> **Texte support**:
::::

La publication officielle samedi de la dernière édition du manuel de référence pour le diagnostic des maladies et troubles mentaux de la psychiatrie américaine suscite de vives controverses dans la discipline et au-delà.

Il s'agit de la cinquième édition et de la première révision depuis près de 20 ans de ce document (Diagnostic and Statistical Manual of Mental Disorders - DSM-5) pilotée par l'American Psychiatric Association (APA) forte de 35 000 membres.

La refonte des critères définissant l'autisme qui englobe désormais toutes les formes de ce trouble dans une seule catégorie appelée «trouble du spectre autistique», a été l'un des changements proposés les plus controversés.

Selon certains psychiatres et fondations privées, cette nouvelle nomenclature pourrait exclure nombre d'enfants atteints de variantes du syndrome comme Asperger.

Le guide DSM sert de référence aux compagnies d'assurances maladie pour le remboursement des soins et médicaments ainsi qu'aux agences gouvernementales fédérales, des États et locales pour octroyer des aides ou l'accès à des programmes scolaires spécialisés.

Si la définition de l'autisme a été resserrée, celle du syndrome du déficit d'attention a été élargie tandis que de «nouveaux troubles» ont été ajoutés comme la dépression grave provoquée par le décès d'un être cher, les crises de colère extrêmes et fréquentes des jeunes enfants ou encore les trous de mémoire occasionnels chez des personnes plus âgées appelés «troubles neurocognitifs légers».

L'American Psychiatric Association, réunie ce week-end à San Francisco, fait valoir que ces révisions dans son nouveau manuel de 947 pages vont aider les médecins à établir de meilleurs diagnostics et à mieux choisir les traitements.

::::

> **Contenu des données**:
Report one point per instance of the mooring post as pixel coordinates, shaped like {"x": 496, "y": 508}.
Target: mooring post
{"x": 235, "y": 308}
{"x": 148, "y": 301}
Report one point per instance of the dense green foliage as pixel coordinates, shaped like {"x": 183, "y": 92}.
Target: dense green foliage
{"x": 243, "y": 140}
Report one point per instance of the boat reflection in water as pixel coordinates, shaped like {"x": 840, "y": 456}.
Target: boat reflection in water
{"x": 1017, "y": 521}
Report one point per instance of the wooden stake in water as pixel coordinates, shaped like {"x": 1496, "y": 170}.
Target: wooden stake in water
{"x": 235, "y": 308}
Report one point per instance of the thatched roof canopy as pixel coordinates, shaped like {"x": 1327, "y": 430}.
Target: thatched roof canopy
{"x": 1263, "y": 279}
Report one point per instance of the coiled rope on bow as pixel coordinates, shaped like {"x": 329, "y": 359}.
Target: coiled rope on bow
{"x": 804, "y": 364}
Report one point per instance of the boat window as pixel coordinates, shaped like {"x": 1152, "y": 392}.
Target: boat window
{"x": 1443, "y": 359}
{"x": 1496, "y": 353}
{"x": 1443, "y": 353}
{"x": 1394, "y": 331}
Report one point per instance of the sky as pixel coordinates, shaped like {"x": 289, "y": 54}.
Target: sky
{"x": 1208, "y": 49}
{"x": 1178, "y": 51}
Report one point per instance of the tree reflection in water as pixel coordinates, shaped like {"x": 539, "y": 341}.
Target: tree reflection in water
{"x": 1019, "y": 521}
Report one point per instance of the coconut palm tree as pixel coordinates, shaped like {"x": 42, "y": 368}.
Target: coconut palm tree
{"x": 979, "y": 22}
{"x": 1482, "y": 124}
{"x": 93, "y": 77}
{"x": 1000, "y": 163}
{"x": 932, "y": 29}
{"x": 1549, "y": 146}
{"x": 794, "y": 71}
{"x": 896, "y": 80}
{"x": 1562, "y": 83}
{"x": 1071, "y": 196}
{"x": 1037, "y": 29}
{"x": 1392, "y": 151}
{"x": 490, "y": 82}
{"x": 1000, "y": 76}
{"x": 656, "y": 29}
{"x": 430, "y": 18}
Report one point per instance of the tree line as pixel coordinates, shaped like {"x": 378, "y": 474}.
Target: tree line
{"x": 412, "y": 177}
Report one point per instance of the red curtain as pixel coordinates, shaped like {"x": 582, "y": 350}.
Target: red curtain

::::

> **Travail demandé**:
A – Selon l'article sur le DSM-5, combien de pages compte le nouveau manuel de l'American Psychiatric Association ?
B – Poursuivez l'article sur le DSM-5 en reprenant après sa dernière phrase.

> **Résultats obtenus**:
A – Il compte 947 pages.

B –
Mais les détracteurs mettent en garde contre un abus des diagnostics et une surmédicalisation pour traiter des états de stress passagers normaux de la vie.

Le Dr Allen Frances, professeur retraité de psychiatrie de l'Université Duke (Caroline du Nord), estime que la «nouvelle bible de la psychiatrie» va aggraver l'inflation actuelle de diagnostics de troubles psychiatriques et transformer des millions de personnes normales en malades mentaux».

Ce psychiatre respecté dénonce notamment la pratique actuelle de la psychiatrie dans un livre publié le 14 mai, intitulé «Saving Normal» (préserver ce qui est normal).

Des critiques du nouveau manuel vont au-delà de la classification des troubles mentaux et visent son approche même.

Ainsi le Dr Thomas Insel, directeur du «National Institute of Mental Health», plus grande institution publique au monde de recherche sur la santé mentale, estime que le manuel manque de pertinence, car il se borne seulement à décrire des symptômes des troubles mentaux.

«Alors que le manuel DSM est présenté comme la bible de la psychiatrie, il n'est au mieux qu'un dictionnaire, créant un ensemble de labels dont il apporte une définition», écrit-il dans son blogue.

Il explique que son objectif est de changer la direction de la recherche en santé mentale en se concentrant sur la biologie, la génétique et la neurologie pour que la science puisse définir les troubles mentaux par leurs causes plutôt que par leurs symptômes.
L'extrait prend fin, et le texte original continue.